- Origin: New York City, New York, United States
- Genres: Wagnerian rock; art pop; progressive pop;
- Years active: 1989–1990
- Label: Virgin
- Members: Elaine Caswell Ellen Foley Gina Taylor Deliria Wilde Jim Steinman

= Pandora's Box (band) =

American female pop group

Pandora's Box was a female pop group, assembled by Jim Steinman in the 1980s. Some of its members had previously worked with Steinman, in the ensemble Fire Inc., on the album Bat Out of Hell, on live shows and on other studio recordings. They produced one concept album, Original Sin, released in 1989.

==Line-up==
The listed members, whose photos were put on the album, were Elaine Caswell, Ellen Foley, Gina Taylor, Deliria Wilde and Jim Steinman, who was listed as a keyboardist. The album credits two more artists with lead vocals on songs: Laura Theodore and Holly Sherwood. Additionally, backing vocals were performed by Rory Dodd, Eric Troyer and Todd Rundgren.

Foley had worked with Steinman on Bat Out of Hell and Neverland. Holly Sherwood was a member of his group Fire Inc. Caswell has worked with Steinman on many projects, including The Dream Engine. In 2005 and 2006, she performed "It's All Coming Back to Me Now" at shows called Over the Top and The Dream Engine, respectively, at Joe's Pub in New York City.

Gina Taylor is also known as Gina Taylor Pickens, and was previously a stage actress off-Broadway and member of the band Musique. She previously worked with Steinman as part of the background vocals on the track "This Corrosion" by the Sisters of Mercy.
━━━━━━━━━━━━━━━━━━━━
_Task A_. Condense the paragraph of the Pandora's Box profile that begins "Foley had worked with Steinman" into a bulleted list, keeping its main facts.
_Task B_. Reproduce word for word everything in the Pandora's Box profile from "Gina Taylor is" down to "Sisters of Mercy.".
━━━━━━━━━━━━━━━━━━━━
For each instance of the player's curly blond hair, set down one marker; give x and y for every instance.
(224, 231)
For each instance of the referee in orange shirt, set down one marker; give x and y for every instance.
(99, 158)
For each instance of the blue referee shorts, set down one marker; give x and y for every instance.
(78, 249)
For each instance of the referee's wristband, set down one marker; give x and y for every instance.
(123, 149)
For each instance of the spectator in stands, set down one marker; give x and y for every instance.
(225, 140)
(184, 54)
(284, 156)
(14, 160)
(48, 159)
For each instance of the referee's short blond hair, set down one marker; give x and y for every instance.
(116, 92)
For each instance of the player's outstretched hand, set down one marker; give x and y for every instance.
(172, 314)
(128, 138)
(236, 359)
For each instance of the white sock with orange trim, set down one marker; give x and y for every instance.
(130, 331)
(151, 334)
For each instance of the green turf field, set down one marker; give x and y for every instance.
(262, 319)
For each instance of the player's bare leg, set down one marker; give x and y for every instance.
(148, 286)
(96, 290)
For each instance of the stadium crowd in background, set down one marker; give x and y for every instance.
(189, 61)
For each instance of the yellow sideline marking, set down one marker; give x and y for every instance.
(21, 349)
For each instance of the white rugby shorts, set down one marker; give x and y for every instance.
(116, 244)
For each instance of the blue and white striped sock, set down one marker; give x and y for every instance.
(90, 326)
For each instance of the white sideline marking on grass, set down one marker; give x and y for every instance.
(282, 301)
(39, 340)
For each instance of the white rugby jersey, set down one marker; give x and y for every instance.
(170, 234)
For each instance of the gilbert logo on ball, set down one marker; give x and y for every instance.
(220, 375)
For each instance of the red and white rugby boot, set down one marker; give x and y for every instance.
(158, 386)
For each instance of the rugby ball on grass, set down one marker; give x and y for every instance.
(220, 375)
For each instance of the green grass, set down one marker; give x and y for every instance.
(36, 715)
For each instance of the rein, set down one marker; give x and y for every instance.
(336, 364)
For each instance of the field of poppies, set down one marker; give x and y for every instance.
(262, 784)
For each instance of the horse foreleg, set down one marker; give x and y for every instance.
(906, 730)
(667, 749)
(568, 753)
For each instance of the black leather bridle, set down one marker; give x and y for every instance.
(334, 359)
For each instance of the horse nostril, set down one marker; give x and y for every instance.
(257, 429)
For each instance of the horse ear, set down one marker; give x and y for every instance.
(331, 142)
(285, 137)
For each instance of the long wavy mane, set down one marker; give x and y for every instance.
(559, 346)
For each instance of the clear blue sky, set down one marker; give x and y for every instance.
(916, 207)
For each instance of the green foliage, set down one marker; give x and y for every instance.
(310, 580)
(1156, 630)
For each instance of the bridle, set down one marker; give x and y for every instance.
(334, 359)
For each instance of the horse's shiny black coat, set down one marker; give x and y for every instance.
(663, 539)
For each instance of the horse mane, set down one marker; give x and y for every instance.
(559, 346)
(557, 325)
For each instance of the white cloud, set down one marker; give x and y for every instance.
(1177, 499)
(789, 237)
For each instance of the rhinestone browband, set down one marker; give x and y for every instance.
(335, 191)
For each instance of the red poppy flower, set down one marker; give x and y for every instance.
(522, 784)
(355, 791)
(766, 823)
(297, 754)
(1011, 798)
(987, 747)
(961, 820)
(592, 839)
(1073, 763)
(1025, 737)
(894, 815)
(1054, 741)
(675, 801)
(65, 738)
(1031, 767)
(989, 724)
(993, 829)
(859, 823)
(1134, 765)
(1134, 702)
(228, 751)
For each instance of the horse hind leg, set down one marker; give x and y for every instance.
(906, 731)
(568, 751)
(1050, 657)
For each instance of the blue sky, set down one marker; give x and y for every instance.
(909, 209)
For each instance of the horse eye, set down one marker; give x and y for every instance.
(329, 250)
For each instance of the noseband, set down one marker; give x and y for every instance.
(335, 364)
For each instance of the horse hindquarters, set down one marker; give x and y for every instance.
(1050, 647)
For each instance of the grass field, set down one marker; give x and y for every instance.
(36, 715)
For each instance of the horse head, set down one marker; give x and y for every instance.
━━━━━━━━━━━━━━━━━━━━
_Expected output A_.
- Foley worked with Steinman on Bat Out of Hell and Neverland.
- Holly Sherwood was a member of Steinman's group Fire Inc.
- Caswell has worked with Steinman on many projects, including The Dream Engine.
- Caswell performed "It's All Coming Back to Me Now" at Joe's Pub in New York City: at Over the Top in 2005 and at The Dream Engine in 2006.

_Expected output B_.
Gina Taylor is also known as Gina Taylor Pickens, and was previously a stage actress off-Broadway and member of the band Musique. She previously worked with Steinman as part of the background vocals on the track "This Corrosion" by the Sisters of Mercy.